**What is expected**
Return each line of the items below that contains the word "wall".

Annotation records:

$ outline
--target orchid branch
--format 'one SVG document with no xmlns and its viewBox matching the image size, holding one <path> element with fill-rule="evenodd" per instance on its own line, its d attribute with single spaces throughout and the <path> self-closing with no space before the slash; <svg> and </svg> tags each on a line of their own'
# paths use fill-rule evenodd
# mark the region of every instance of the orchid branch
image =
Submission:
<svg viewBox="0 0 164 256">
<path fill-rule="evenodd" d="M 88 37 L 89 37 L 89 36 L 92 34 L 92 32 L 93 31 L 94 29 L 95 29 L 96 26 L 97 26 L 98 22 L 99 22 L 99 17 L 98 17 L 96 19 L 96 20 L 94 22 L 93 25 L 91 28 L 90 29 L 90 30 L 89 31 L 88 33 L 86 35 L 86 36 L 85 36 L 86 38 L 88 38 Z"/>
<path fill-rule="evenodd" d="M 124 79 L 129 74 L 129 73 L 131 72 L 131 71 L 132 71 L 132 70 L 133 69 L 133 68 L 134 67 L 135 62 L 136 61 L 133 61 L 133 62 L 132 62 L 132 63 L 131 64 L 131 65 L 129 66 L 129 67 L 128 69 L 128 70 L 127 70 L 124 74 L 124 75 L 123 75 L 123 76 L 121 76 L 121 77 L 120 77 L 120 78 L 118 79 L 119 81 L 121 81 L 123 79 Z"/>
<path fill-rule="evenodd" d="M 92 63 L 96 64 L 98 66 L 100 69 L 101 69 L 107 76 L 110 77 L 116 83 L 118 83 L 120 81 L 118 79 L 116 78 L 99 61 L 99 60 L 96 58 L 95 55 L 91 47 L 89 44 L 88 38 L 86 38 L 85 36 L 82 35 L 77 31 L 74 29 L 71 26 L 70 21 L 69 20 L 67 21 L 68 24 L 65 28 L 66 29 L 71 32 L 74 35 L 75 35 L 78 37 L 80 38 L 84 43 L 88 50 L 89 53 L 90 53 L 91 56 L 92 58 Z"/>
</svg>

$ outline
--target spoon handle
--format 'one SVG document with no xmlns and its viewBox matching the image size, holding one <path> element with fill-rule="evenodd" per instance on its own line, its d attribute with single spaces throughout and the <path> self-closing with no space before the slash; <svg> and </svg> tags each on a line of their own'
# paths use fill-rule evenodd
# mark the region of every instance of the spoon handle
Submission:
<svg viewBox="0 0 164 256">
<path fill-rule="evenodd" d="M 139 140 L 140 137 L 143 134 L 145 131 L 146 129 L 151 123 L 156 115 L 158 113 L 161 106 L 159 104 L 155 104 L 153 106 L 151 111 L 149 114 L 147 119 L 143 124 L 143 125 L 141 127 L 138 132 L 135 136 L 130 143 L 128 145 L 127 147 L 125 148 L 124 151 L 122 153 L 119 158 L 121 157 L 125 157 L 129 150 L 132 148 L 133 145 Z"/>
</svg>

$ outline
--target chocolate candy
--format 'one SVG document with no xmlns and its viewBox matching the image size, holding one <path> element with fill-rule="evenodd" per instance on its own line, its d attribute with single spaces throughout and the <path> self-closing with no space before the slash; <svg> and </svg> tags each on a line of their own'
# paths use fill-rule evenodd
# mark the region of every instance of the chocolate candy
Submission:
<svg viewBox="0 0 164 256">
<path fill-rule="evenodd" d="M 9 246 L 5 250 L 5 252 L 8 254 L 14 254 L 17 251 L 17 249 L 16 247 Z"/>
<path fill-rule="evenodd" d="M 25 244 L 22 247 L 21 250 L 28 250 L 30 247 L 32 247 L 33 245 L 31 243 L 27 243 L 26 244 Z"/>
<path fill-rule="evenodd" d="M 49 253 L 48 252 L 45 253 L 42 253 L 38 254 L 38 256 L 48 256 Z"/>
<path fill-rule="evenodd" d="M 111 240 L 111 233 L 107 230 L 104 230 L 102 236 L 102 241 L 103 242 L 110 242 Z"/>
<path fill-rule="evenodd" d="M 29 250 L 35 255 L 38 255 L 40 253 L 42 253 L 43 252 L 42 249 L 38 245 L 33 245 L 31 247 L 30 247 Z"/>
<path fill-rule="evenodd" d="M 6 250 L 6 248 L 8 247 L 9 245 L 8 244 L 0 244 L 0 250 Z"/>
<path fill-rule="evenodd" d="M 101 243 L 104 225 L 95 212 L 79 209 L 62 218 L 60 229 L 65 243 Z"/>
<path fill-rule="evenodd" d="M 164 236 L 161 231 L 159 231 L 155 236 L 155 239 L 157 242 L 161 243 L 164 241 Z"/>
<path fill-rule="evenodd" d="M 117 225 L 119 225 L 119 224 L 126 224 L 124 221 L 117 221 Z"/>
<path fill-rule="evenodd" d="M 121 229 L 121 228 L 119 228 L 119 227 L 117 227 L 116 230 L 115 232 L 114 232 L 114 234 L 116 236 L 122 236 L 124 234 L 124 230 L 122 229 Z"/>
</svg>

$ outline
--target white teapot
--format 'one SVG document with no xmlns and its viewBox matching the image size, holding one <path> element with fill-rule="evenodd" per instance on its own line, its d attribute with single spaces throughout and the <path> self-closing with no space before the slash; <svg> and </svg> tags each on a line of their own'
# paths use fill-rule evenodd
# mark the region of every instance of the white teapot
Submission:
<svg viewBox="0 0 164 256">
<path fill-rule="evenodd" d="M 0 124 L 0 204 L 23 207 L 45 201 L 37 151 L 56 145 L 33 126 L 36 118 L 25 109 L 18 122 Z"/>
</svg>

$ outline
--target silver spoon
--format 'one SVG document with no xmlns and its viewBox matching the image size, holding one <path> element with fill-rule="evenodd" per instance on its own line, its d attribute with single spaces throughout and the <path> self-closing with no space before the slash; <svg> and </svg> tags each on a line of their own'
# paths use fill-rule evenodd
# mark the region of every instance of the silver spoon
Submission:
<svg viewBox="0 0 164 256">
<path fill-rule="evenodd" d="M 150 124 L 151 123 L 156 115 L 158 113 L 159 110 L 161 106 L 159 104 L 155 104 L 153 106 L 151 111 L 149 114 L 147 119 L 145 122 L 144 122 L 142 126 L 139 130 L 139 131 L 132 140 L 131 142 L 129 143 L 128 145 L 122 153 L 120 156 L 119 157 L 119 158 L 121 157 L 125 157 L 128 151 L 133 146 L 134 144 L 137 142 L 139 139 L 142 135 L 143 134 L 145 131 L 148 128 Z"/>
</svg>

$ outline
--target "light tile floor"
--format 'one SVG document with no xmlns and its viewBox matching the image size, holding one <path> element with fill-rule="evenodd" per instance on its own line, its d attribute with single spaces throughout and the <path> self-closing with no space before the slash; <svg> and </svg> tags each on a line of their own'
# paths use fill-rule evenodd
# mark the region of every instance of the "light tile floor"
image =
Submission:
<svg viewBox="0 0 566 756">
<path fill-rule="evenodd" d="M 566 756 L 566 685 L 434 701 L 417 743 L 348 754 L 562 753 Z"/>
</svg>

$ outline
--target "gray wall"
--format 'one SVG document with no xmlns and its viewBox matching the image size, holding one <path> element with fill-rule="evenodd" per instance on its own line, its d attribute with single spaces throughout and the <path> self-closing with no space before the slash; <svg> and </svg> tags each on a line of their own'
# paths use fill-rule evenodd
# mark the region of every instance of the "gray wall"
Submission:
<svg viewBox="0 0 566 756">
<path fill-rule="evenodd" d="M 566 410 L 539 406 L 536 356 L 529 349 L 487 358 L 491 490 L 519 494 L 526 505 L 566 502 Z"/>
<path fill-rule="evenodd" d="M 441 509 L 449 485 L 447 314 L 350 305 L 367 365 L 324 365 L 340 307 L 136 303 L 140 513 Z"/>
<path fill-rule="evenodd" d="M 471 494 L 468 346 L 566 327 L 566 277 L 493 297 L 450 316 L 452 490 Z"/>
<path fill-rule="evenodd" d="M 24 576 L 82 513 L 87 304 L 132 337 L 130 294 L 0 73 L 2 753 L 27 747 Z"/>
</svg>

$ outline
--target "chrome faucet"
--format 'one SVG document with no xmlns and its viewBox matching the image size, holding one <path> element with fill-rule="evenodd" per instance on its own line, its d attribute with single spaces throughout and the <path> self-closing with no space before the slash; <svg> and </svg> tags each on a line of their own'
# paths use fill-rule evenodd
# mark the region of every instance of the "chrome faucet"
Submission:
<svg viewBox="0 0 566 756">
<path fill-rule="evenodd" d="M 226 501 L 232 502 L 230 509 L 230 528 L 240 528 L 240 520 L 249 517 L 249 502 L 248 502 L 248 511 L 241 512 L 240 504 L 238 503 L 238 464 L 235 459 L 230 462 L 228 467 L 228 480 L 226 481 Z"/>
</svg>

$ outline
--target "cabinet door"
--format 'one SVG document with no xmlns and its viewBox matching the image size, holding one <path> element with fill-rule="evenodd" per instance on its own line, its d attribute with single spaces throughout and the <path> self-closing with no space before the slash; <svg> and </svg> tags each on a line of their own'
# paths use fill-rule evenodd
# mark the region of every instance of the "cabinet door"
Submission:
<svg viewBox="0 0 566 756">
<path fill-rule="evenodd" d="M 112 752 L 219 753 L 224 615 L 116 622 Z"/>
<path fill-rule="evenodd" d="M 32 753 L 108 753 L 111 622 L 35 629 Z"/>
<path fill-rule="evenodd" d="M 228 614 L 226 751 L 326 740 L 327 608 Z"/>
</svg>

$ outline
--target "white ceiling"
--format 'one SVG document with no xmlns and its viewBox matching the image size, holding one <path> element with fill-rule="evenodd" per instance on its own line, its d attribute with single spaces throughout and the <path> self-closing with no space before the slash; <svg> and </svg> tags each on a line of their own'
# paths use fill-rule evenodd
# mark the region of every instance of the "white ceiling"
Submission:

**Exercise solution**
--target "gray wall"
# mark the region of every instance of the "gray wall"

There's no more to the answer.